* [What you need to do] Continue the column below on the history of Mitchells & Butlers, picking up after its final sentence.

* [Page text]

Martin Vander Weyer’s Any Other Business
If you don’t follow hospitality-trade news closely, you could be forgiven for thinking of Mitchells & Butlers as a Midlands-based brewery notable for its handsome Edwardian pubs. But it has not been that for decades, and if it was once an icon of progress in the beer trade, its name these days symbolises everything that’s depressing about modern corporate wheeler-dealing.
Let me simplify the history. The Smethwick breweries of Henry Mitchell and William Butler merged in 1898; their company’s heyday lasted until 1961 when, during a fever of consolidation across the industry, it merged into what became Bass Charrington. After Margaret Thatcher’s Beer Orders forced the break-up of ‘tied’ pub estates, the brewing arm of Bass was eventually sold to Interbrew of Belgium. That in turn became part of a giant multinational called (take a deep breath here) Anheuser-Busch InBev, which claims a quarter of the global beer market. The pubs and hotels side, meanwhile, became Six Continents plc, and the Smethwick brewery closed to become a housing estate. Finally, in 2002, the pubs — including chains such as Harvester, bought from Forte, and Beefeater from Whitbread — were demerged from Six Continents under the revived name of Mitchells & Butlers.

* [Data to examine]
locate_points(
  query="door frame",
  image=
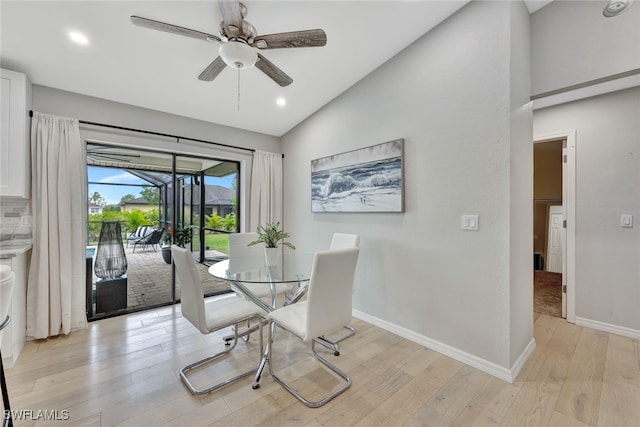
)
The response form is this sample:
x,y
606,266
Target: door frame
x,y
569,213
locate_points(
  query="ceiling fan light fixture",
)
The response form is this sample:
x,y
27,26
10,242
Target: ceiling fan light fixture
x,y
238,55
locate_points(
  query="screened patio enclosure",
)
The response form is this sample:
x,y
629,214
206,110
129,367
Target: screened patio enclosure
x,y
160,191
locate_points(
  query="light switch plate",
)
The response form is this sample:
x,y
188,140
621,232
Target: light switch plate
x,y
26,220
470,222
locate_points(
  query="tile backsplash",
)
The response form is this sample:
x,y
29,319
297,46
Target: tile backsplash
x,y
15,220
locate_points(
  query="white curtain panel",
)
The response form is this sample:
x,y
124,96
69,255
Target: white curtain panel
x,y
266,189
56,288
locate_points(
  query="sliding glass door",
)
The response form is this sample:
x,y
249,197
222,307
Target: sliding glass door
x,y
146,191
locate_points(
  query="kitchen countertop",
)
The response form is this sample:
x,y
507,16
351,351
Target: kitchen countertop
x,y
14,248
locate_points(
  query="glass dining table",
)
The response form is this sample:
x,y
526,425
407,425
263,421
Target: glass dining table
x,y
292,268
243,272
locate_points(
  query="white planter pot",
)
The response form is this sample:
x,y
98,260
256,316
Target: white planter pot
x,y
272,256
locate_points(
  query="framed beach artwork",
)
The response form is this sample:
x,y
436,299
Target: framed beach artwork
x,y
369,179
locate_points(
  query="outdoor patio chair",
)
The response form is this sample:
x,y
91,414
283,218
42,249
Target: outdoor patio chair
x,y
151,239
141,231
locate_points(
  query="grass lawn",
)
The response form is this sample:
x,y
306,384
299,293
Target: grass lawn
x,y
217,242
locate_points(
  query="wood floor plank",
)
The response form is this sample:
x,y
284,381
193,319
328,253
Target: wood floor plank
x,y
401,405
619,406
490,405
580,394
124,371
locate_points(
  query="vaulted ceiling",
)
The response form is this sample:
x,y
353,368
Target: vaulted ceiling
x,y
159,70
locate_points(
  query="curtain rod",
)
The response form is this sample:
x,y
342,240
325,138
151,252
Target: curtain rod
x,y
160,134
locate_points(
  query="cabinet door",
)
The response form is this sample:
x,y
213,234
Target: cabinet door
x,y
15,94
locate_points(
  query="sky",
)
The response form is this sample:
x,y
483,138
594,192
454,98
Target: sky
x,y
114,193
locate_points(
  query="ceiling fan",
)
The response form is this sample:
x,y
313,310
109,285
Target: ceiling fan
x,y
239,42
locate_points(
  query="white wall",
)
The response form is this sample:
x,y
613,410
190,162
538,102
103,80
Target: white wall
x,y
449,95
607,185
82,107
572,43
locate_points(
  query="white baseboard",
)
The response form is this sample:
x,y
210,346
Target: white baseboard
x,y
490,368
607,327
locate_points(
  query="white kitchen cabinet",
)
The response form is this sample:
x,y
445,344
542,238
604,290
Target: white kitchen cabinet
x,y
15,334
15,157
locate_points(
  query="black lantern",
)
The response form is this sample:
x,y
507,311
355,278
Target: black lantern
x,y
111,261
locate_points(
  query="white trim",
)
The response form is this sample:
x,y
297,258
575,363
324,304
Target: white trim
x,y
607,327
524,356
570,204
490,368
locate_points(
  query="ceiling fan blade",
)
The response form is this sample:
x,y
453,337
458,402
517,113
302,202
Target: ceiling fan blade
x,y
212,70
231,14
97,157
275,73
173,29
304,38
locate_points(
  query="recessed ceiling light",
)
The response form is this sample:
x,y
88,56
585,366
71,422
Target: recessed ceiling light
x,y
78,38
616,7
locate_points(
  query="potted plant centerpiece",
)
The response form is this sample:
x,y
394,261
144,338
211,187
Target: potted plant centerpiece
x,y
183,237
271,235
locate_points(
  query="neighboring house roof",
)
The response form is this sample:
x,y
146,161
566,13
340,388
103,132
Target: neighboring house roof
x,y
136,201
217,195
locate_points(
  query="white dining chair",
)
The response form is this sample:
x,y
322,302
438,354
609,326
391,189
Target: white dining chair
x,y
326,309
238,247
211,315
341,241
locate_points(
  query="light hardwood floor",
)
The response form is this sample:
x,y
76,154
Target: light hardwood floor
x,y
124,371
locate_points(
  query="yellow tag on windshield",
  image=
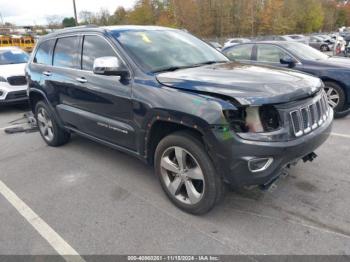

* [Answer for the task]
So that is the business you read about today: the operator of 2,000 watering-holes, ranging from All Bar One to ‘classic’ pubs such as the White Horse at Parson’s Green, where I drowned my sorrows in the Seventies. But along the way, M&B became an object of ardent financial desire, a status which radically altered its destiny. It fought off a bid from the Iranian-born tycoon Robert Tchenguiz, then got involved with him in a real-estate sale-and-leaseback that failed but left M&B with a £274 million loss on hedging contracts which turned into a one-way bet against falling interest rates; to complete this Noughties time-capsule of folly, the banks involved included RBS and Kaupthing of Iceland.